[Referring expression data]
++++
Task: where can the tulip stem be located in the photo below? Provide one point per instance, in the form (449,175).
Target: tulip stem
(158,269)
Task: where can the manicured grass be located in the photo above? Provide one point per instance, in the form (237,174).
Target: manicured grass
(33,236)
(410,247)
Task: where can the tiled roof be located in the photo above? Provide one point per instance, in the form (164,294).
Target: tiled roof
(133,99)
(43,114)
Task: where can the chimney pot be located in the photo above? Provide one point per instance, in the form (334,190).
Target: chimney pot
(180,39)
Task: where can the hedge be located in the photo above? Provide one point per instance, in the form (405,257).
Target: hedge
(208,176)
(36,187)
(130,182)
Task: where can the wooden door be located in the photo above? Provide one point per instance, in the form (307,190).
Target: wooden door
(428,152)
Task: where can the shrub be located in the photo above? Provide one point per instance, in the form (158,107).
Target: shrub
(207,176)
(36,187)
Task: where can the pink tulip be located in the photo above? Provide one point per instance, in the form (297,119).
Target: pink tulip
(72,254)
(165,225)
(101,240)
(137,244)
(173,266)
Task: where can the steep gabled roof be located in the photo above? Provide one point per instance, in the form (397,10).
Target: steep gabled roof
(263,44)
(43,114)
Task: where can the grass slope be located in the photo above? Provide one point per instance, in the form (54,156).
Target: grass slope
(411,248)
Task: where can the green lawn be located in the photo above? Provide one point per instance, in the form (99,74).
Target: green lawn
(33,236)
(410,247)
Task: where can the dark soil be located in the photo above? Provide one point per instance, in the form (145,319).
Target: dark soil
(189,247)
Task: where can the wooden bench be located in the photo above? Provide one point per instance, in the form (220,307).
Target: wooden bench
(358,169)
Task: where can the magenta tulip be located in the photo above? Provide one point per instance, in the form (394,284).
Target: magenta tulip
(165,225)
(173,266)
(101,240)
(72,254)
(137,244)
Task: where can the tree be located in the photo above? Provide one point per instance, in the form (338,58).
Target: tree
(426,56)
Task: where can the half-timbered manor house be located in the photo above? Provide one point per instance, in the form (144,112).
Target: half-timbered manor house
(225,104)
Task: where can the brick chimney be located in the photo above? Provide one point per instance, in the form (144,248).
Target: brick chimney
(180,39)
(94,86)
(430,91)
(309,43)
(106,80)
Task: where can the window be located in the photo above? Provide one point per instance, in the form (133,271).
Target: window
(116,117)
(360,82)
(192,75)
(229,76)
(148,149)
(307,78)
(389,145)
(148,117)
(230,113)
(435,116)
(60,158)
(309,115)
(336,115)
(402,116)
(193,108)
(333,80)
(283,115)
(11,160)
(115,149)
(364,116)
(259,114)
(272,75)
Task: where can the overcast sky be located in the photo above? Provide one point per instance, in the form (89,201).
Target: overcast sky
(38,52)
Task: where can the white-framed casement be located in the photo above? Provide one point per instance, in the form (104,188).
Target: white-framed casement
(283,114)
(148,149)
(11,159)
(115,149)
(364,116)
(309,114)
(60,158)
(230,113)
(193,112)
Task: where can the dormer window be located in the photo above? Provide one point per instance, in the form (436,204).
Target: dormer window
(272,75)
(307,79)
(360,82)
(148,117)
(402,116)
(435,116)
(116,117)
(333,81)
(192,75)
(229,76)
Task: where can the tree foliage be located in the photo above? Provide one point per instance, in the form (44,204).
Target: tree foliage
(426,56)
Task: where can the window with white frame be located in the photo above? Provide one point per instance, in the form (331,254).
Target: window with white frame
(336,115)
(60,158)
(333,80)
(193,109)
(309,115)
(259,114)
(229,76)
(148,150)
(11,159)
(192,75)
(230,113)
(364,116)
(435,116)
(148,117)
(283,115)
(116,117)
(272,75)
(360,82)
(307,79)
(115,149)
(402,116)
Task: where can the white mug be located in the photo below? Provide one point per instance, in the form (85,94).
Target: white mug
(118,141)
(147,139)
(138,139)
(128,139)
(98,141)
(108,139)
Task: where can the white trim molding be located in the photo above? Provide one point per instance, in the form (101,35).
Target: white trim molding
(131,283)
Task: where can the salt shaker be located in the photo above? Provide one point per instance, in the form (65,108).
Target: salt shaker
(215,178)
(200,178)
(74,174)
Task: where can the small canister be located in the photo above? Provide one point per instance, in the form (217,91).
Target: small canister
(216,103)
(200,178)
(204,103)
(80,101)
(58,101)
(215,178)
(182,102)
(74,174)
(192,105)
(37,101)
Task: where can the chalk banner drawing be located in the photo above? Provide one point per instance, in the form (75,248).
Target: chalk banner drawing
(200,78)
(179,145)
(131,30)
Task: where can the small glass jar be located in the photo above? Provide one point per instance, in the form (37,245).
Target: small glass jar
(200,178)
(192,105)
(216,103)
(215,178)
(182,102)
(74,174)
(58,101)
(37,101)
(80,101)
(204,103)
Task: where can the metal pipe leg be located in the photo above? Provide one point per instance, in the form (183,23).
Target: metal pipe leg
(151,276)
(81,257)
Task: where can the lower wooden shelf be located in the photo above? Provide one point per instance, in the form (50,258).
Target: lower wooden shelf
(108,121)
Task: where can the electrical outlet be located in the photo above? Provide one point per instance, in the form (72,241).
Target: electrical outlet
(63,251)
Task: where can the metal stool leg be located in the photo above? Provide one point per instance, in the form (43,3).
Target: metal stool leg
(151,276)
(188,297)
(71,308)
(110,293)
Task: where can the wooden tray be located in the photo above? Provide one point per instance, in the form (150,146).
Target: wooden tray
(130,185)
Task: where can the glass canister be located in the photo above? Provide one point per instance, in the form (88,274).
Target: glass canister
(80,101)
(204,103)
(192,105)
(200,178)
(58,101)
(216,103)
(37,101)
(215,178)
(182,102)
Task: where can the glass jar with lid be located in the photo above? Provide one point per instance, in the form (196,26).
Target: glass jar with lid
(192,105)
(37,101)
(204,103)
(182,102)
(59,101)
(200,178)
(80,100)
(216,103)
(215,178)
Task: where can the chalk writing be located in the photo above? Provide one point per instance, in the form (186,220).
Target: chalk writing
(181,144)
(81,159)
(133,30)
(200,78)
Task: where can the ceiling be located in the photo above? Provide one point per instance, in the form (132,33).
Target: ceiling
++++
[Action item]
Transcribe the records above in full, exactly as they stand.

[Solved exercise]
Task: where can the tulip stem be located in the photo below? Provide one point per instance, in the form (449,175).
Target: tulip stem
(158,269)
Task: where can the manicured grass be located in the photo above? Provide one point per instance, in the form (237,174).
Target: manicured grass
(33,236)
(410,247)
Task: where can the tiled roof be located in the photo above? Provide one point per instance, in the form (164,294).
Target: tiled roof
(133,99)
(43,114)
Task: where can the chimney pot be located in the photo above? Provide one point per instance, in the form (334,190).
Target: chimney pot
(180,39)
Task: where can the hedge be located in the photo above? Provide one point per instance, in the form (405,257).
Target: hedge
(208,176)
(36,187)
(130,182)
Task: where can the wooden door be located in the photo above? Provide one point per instance, in the form (307,190).
Target: wooden door
(428,152)
Task: where can the shrub be located in the photo above? Provide one point per instance, in the form (158,107).
Target: shrub
(207,176)
(36,187)
Task: where can the pink tulip be located in the photo above? Provide one point per instance, in the form (297,119).
Target: pink tulip
(72,254)
(165,225)
(101,240)
(137,244)
(173,266)
Task: where can the steep gabled roof be located in the photo above? Provide one point per instance, in the form (397,10).
Target: steep gabled roof
(263,44)
(43,114)
Task: where can the grass slope be located in the photo above? Provide one point per instance, in the form (54,156).
Target: grass slope
(411,248)
Task: where can the green lawn be located in the photo above? Provide one point per instance, in the form (99,74).
Target: green lawn
(33,236)
(410,247)
Task: where can the dark soil be located in the photo above? Provide one point per instance, in the form (145,319).
Target: dark soil
(189,247)
Task: where can the wooden bench be located in the photo above? Provide one point per instance, in the form (220,307).
Target: wooden bench
(358,169)
Task: where can the magenta tulip be located in the photo above? Provide one point per instance, in the form (394,284).
Target: magenta tulip
(165,225)
(173,266)
(101,240)
(72,254)
(137,244)
Task: where can the tree be located in the photo above? Provide one point per instance, in the form (338,58).
Target: tree
(426,56)
Task: where can the half-timbered manor house be located in the photo above? Provide one point per instance, in the form (144,112).
Target: half-timbered manor house
(225,104)
Task: where can the brick chimney be located in the photo above? Provide one point per instance, in the form (144,248).
Target: brick chimney
(180,39)
(94,86)
(430,91)
(309,43)
(106,80)
Task: where can the window be located in the photo above? Provide one point per instance, in the form (133,271).
Target: window
(116,117)
(360,82)
(192,75)
(229,76)
(148,149)
(307,78)
(389,145)
(148,117)
(230,113)
(435,116)
(60,158)
(309,115)
(336,115)
(402,116)
(193,108)
(333,80)
(283,115)
(11,160)
(115,149)
(364,116)
(259,114)
(272,75)
Task: where can the overcast sky be located in the photo above? Provide one point per instance, in the form (89,201).
Target: overcast sky
(38,52)
Task: where can the white-framed casement be located in the photo above? Provide one point per instance, in the form (104,188).
Target: white-framed casement
(283,114)
(148,149)
(11,159)
(115,149)
(364,116)
(309,114)
(60,158)
(230,113)
(193,112)
Task: where can the dormer window be located in the photo above? Provide one point per instance, in the form (436,204).
Target: dormer window
(272,75)
(307,79)
(360,82)
(148,117)
(402,116)
(435,116)
(116,117)
(333,81)
(192,75)
(229,76)
Task: where can the tree foliage be located in the photo above? Provide one point per instance, in the form (44,204).
Target: tree foliage
(426,56)
Task: where can the window with white frame be located in the photo above? Provide one point per instance, in the form (331,254).
Target: window with white frame
(336,115)
(60,158)
(333,80)
(193,109)
(309,115)
(259,114)
(229,76)
(148,150)
(11,159)
(192,75)
(230,113)
(364,116)
(435,116)
(148,117)
(283,115)
(116,117)
(272,75)
(360,82)
(307,79)
(115,149)
(402,116)
Task: where can the white mug be located in the photo below? Provide one point per instance, in the form (85,94).
Target: white mug
(118,141)
(147,139)
(138,139)
(128,139)
(98,141)
(108,139)
Task: where can the white trim molding be located in the photo above? Provide one point per instance, in the form (101,35).
Target: white trim molding
(131,283)
Task: where can the salt shaker be located in the photo above? Provide one point per instance, in the form (65,108).
Target: salt shaker
(215,178)
(200,178)
(74,174)
Task: where can the small canister be located in the photo above? Provide one point per instance, in the form (217,91).
Target: small canister
(216,103)
(200,178)
(204,103)
(80,101)
(58,101)
(215,178)
(182,102)
(74,174)
(192,105)
(37,101)
Task: where can the chalk banner drawing be located in the photo above? Provide one point per instance, in the form (75,248).
Target: chalk banner drawing
(200,78)
(179,145)
(131,30)
Task: where can the small glass jar be located in the photo above? Provide one point per instance, in the form (37,245).
Target: small glass jar
(200,178)
(192,105)
(216,103)
(215,178)
(182,102)
(74,174)
(58,101)
(37,101)
(80,101)
(204,103)
Task: where can the metal pipe leg be located in the photo above? Provide one point per instance, in the form (183,23).
Target: metal pipe leg
(151,276)
(81,257)
Task: where can the lower wooden shelf be located in the photo above? Provide one point per instance, in the form (50,258).
Target: lower wooden shelf
(108,121)
Task: where can the electrical outlet be located in the photo above? Provide one point per instance, in the form (72,241).
Target: electrical outlet
(63,251)
Task: where can the metal stool leg be located in the photo above? Provide one point per instance, in the form (43,3).
Target: metal stool leg
(151,276)
(188,297)
(71,308)
(110,293)
Task: where can the wooden tray be located in the photo above? Provide one point per instance, in the form (150,146).
Target: wooden tray
(130,185)
Task: where can the glass canister be located in the photo above? Provide one point per instance, in the form (88,274).
Target: glass canister
(80,101)
(204,103)
(192,105)
(200,178)
(58,101)
(216,103)
(37,101)
(215,178)
(182,102)
Task: where can the glass jar with lid be located in the photo above? Provide one point per instance, in the form (196,26).
Target: glass jar with lid
(192,105)
(37,101)
(204,103)
(182,102)
(59,101)
(200,178)
(80,100)
(216,103)
(215,178)
Task: where can the chalk writing be located in the photo above? Provide one point per instance, in the form (186,220).
Target: chalk writing
(181,144)
(81,159)
(133,30)
(200,78)
Task: where can the ceiling be located in the photo above? Provide one point per instance, in the form (132,33).
Target: ceiling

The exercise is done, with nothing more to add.